OBJECTIVE. Write out the lines below as a numbered list, from the line containing "the horse's hind" through the last line, with both ends included and blank lines omitted.

===== GIVEN INFORMATION =====

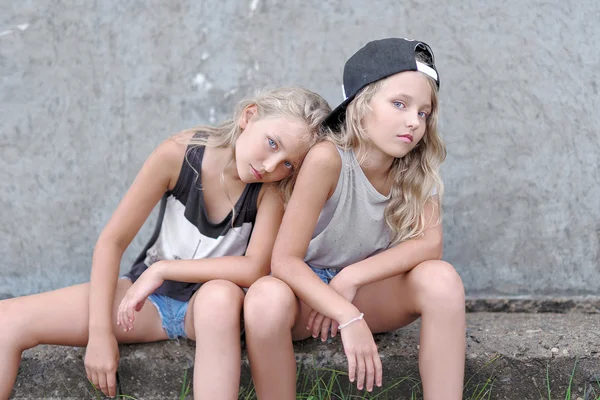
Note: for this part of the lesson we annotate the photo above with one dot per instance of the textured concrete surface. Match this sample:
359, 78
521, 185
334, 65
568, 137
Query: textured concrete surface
88, 89
520, 353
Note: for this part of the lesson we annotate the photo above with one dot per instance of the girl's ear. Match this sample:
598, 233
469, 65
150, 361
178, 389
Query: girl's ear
247, 115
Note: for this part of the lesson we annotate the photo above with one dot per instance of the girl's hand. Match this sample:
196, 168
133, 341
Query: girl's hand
136, 296
364, 363
320, 324
101, 362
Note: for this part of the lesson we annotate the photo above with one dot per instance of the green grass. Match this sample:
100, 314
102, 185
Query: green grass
329, 384
591, 390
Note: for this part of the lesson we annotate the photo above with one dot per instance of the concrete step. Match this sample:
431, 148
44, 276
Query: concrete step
518, 355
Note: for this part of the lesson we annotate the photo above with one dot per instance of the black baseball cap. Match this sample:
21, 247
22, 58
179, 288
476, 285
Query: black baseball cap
377, 60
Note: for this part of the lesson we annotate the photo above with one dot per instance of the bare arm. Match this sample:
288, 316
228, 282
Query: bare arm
402, 257
159, 173
310, 194
241, 270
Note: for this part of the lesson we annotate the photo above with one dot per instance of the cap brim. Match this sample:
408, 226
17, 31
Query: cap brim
338, 115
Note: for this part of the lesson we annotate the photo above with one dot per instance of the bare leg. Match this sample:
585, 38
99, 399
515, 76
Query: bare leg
270, 313
61, 317
213, 321
434, 291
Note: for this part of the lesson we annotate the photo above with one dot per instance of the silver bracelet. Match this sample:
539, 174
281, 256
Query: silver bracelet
351, 321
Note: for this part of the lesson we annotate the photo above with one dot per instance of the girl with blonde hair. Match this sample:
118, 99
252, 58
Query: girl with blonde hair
223, 190
359, 249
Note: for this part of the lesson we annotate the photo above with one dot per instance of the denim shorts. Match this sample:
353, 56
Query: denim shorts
326, 274
172, 313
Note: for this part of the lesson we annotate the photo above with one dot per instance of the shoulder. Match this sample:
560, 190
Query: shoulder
323, 161
168, 157
323, 155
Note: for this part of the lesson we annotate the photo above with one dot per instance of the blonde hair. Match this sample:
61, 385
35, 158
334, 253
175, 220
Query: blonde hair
291, 101
414, 176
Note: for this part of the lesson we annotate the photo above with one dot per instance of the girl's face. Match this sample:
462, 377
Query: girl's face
399, 110
269, 149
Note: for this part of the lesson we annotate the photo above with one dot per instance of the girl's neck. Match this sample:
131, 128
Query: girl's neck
376, 166
222, 160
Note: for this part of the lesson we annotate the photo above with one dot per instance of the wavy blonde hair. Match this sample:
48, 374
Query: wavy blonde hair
290, 101
414, 176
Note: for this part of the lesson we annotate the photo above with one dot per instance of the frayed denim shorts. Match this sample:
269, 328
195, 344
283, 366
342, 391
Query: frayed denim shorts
326, 274
172, 314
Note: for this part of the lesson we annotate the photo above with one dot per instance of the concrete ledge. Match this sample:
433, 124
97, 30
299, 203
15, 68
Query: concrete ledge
516, 351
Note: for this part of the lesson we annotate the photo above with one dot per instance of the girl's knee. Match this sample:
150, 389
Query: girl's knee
217, 300
438, 283
269, 301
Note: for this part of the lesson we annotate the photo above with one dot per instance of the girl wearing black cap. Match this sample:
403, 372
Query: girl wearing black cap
360, 244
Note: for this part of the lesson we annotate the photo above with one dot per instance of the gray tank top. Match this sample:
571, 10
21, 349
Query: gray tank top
351, 226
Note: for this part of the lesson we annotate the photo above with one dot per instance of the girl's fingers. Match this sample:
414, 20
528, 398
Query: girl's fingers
102, 383
111, 383
316, 330
94, 380
351, 366
325, 329
311, 319
378, 370
370, 369
334, 329
360, 372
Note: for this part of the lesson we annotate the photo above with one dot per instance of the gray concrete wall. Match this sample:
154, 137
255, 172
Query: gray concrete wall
88, 89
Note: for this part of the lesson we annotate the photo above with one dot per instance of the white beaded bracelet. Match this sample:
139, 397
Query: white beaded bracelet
351, 321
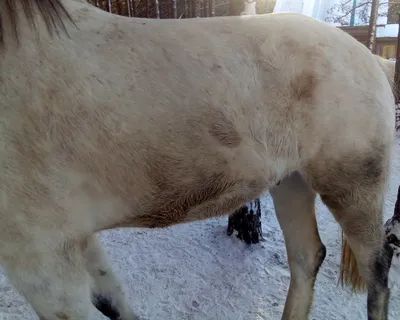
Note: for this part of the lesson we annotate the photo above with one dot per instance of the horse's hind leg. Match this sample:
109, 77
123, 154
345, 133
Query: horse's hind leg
107, 293
294, 203
54, 281
354, 193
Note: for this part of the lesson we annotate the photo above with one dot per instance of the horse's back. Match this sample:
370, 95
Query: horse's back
142, 110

=====

TASK RESULT.
1. Note: for this part of the lesson we annotate the photo above with one dot per instance of the horse's hind leg. Match this sample:
2. 109, 77
3. 123, 154
4. 345, 133
5. Query: horse's hind leg
6. 107, 293
7. 294, 203
8. 54, 281
9. 354, 193
10. Note: for this part of the lesson we annotate the photo above with one dot per instance of the horse's back. Match this sample:
11. 370, 95
12. Query: horse's back
13. 142, 110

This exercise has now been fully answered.